### Exercise goal:
Carry the RISC-V rounding-mode patch thread forward from the point where it stops.
>> Start Source excerpt
RE: [PATCH v1] RISC-V: Bugfix for RVV floating-point rm suffix sequence

2023-07-30 Thread Li, Pan2 via Gcc-patches
Committed, thanks Kito.

Pan

-Original Message-
From: Kito Cheng  
Sent: Monday, July 31, 2023 10:58 AM
To: Li, Pan2 
Cc: gcc-patches@gcc.gnu.org; juzhe.zh...@rivai.ai; Wang, Yanzhang 

Subject: Re: [PATCH v1] RISC-V: Bugfix for RVV floating-point rm suffix sequence

lgtm

On Mon, Jul 31, 2023 at 10:56 AM  wrote:
>
> From: Pan Li 
>
> According to below RVV intrinsic doc, the RVV floating-point intrinsic name
> with rounding mode should be:
>
> _rm_m
>
> instead of:
>
> _m_rm
>
> https://github.com/riscv-non-isa/rvv-intrinsic-doc/pull/226
>
> This patch fix this naming sequence issue and adjust the test cases.
>
> Signed-off-by: Pan Li 
>
> gcc/ChangeLog:
>
> * config/riscv/riscv-vector-builtins-shapes.cc (struct alu_frm_def):
> Move rm suffix before mask.
>
> gcc/testsuite/ChangeLog:
>
> * gcc.target/riscv/rvv/base/float-point-frm-insert-1.c: Adjust
> test cases.
> * gcc.target/riscv/rvv/base/float-point-frm.c: Ditto.
> ---
>  gcc/config/riscv/riscv-vector-builtins-shapes.cc | 10 +-
>  .../riscv/rvv/base/float-point-frm-insert-1.c| 14 +++---
>  .../gcc.target/riscv/rvv/base/float-point-frm.c  | 16 
>  3 files changed, 20 insertions(+), 20 deletions(-)
>
> diff --git a/gcc/config/riscv/riscv-vector-builtins-shapes.cc 
> b/gcc/config/riscv/riscv-vector-builtins-shapes.cc
> index 22b5fe256df..6af57c22bfb 100644
> --- a/gcc/config/riscv/riscv-vector-builtins-shapes.cc
> +++ b/gcc/config/riscv/riscv-vector-builtins-shapes.cc
> @@ -261,6 +261,11 @@ struct alu_frm_def : public build_base
> b.append_name (type_suffixes[instance.type.index].vector);
>}
>
> +/* According to rvv-intrinsic-doc, it does not add "_rm" suffix
> +   for vop_rm C++ overloaded API.  */
> +if (!overloaded_p)
>> End Source excerpt
>> Start Supplied entries
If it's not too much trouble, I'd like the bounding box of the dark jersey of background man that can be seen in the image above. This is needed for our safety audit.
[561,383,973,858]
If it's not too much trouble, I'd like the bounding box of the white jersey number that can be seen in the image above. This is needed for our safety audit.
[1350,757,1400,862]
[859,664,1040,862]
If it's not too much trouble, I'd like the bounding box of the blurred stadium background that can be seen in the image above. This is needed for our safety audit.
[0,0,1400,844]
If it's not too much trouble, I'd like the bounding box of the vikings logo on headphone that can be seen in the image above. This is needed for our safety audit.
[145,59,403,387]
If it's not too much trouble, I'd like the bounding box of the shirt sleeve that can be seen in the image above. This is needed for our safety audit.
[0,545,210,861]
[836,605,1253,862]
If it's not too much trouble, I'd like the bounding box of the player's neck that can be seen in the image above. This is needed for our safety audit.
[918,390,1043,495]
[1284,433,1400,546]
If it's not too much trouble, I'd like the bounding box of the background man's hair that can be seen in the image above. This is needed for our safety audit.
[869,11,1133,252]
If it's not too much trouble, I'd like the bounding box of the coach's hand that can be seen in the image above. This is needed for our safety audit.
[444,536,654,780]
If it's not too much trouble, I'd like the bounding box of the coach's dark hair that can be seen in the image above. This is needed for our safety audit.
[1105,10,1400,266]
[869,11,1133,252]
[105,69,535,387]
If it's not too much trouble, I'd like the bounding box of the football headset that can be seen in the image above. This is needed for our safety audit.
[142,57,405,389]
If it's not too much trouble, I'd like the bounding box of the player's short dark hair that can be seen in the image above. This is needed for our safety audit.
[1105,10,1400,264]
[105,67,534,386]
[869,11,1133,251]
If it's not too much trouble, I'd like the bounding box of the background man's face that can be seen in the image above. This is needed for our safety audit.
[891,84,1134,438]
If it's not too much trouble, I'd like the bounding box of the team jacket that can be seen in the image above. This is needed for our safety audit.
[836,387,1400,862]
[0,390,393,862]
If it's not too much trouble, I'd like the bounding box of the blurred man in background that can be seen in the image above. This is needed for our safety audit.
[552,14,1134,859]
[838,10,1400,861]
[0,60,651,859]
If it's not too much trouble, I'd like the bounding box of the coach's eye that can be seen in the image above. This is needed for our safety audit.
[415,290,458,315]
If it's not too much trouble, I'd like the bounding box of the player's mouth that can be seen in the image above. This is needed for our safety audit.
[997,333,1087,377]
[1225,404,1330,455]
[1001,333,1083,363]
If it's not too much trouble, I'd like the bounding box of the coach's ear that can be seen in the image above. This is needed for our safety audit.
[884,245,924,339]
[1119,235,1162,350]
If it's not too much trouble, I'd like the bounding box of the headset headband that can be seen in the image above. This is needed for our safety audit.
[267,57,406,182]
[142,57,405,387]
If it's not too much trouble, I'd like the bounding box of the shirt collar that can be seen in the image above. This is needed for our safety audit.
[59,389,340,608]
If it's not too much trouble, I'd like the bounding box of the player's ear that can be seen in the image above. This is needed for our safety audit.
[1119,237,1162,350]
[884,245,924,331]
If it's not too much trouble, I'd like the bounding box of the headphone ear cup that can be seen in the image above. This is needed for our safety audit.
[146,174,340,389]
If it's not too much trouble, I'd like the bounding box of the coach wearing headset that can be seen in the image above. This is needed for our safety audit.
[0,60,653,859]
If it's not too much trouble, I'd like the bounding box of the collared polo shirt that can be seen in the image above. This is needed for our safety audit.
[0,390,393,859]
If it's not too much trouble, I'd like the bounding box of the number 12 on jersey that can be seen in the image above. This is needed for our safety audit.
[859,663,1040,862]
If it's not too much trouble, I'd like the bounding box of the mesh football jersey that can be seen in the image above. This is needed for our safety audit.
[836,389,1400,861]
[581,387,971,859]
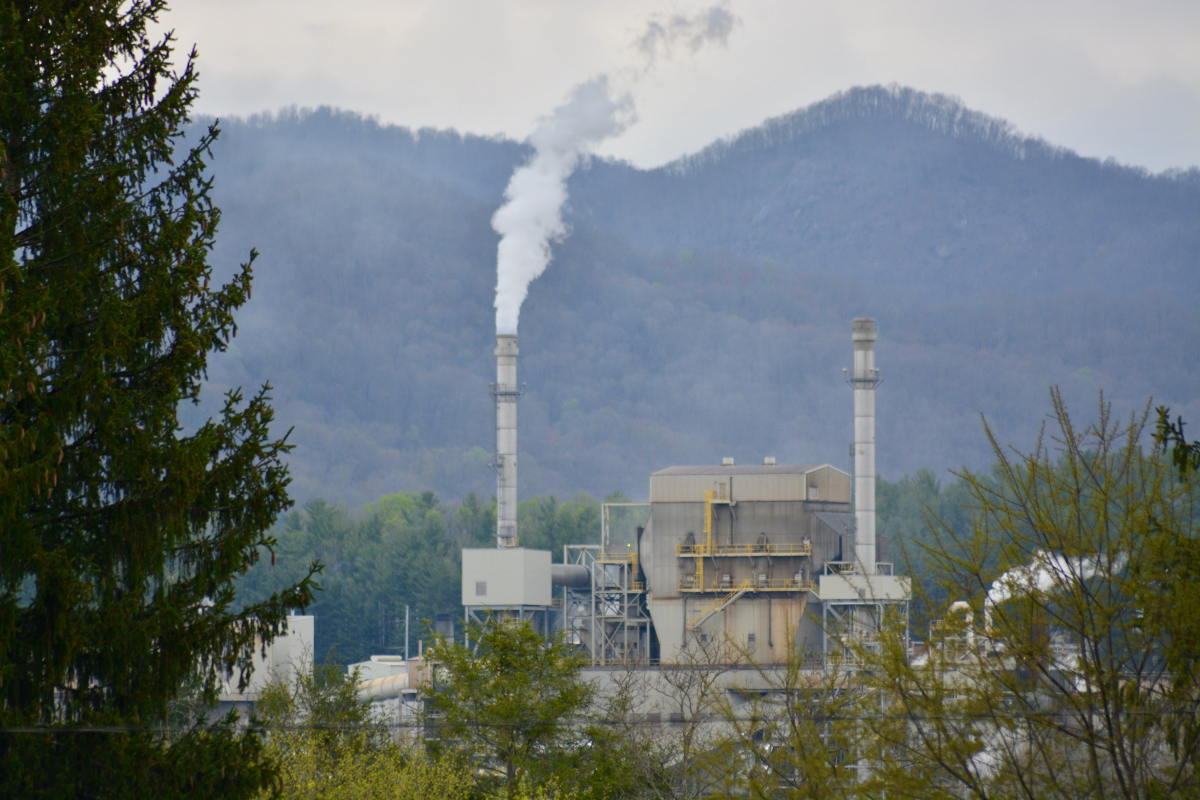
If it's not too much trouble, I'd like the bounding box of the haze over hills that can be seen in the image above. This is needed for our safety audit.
[189,82,1200,504]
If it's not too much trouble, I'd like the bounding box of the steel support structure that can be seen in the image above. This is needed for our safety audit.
[563,545,653,667]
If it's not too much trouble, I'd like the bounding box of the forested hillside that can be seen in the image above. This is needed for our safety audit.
[189,88,1200,506]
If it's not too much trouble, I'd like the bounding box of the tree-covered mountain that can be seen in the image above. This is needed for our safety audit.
[189,88,1200,505]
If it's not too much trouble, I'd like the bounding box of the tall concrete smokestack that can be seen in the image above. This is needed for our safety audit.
[850,319,880,575]
[492,333,524,547]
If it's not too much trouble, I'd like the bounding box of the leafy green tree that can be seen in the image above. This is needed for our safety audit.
[239,492,462,662]
[256,664,475,800]
[517,492,600,561]
[452,492,496,547]
[0,0,313,798]
[864,391,1200,800]
[426,616,595,800]
[1154,405,1200,479]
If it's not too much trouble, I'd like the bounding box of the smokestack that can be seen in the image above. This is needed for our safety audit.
[850,319,880,575]
[492,333,524,547]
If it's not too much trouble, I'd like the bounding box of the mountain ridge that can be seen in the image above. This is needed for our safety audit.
[180,88,1200,505]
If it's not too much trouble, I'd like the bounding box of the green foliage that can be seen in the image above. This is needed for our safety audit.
[239,492,458,662]
[426,616,595,800]
[517,492,600,561]
[246,492,609,663]
[869,391,1200,799]
[0,0,313,798]
[256,666,475,800]
[1154,405,1200,479]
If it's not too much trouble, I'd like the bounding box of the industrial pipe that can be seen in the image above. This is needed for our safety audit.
[550,564,592,587]
[492,333,521,547]
[356,673,408,702]
[850,319,880,575]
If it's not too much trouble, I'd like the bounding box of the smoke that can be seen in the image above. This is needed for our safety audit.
[637,4,738,66]
[492,76,634,333]
[492,5,737,333]
[985,551,1128,606]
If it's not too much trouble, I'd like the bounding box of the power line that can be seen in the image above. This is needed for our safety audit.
[0,708,1200,735]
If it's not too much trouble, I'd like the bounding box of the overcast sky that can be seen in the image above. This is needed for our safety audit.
[163,0,1200,172]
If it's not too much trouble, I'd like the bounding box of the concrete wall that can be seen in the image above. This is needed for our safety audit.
[638,465,852,664]
[462,547,551,608]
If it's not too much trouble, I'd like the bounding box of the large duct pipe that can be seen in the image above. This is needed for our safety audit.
[550,564,592,588]
[850,319,880,575]
[492,333,521,547]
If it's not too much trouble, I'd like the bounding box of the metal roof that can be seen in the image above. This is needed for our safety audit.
[650,464,844,475]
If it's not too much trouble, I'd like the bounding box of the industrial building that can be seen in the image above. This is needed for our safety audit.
[356,319,912,722]
[462,319,911,668]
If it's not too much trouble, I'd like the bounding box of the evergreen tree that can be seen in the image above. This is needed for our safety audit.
[0,0,313,798]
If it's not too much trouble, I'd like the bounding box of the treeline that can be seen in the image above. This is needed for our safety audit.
[239,470,971,663]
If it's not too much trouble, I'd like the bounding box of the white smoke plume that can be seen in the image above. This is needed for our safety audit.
[985,551,1128,606]
[492,76,634,333]
[637,4,738,66]
[492,5,737,333]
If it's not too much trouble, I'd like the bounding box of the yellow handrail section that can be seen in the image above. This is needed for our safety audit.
[688,581,751,631]
[676,542,812,558]
[679,572,817,593]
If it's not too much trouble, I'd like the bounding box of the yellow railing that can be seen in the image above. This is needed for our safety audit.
[679,573,817,593]
[688,581,751,631]
[676,542,812,558]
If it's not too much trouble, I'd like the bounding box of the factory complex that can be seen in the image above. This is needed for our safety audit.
[333,319,912,721]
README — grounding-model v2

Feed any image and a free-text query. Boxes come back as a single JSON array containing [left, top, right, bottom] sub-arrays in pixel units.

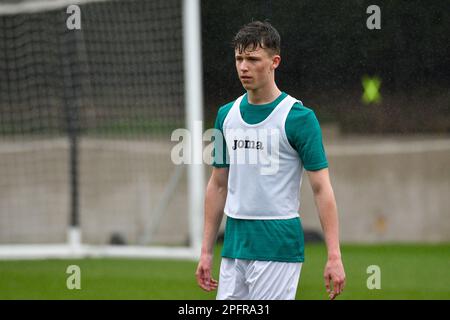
>> End Supplied entries
### Response to this task:
> +  b.append_name ("_rm");
> +
>  /* According to rvv-intrinsic-doc, it does not add "_m" suffix
> for vop_m C++ overloaded API.  */
>  if (overloaded_p && instance.pred == PRED_TYPE_m)
> @@ -268,11 +273,6 @@ struct alu_frm_def : public build_base
>
>  b.append_name (predication_suffixes[instance.pred]);
>
> -/* According to rvv-intrinsic-doc, it does not add "_rm" suffix
> -   for vop_rm C++ overloaded API.  */
> -if (!overloaded_p)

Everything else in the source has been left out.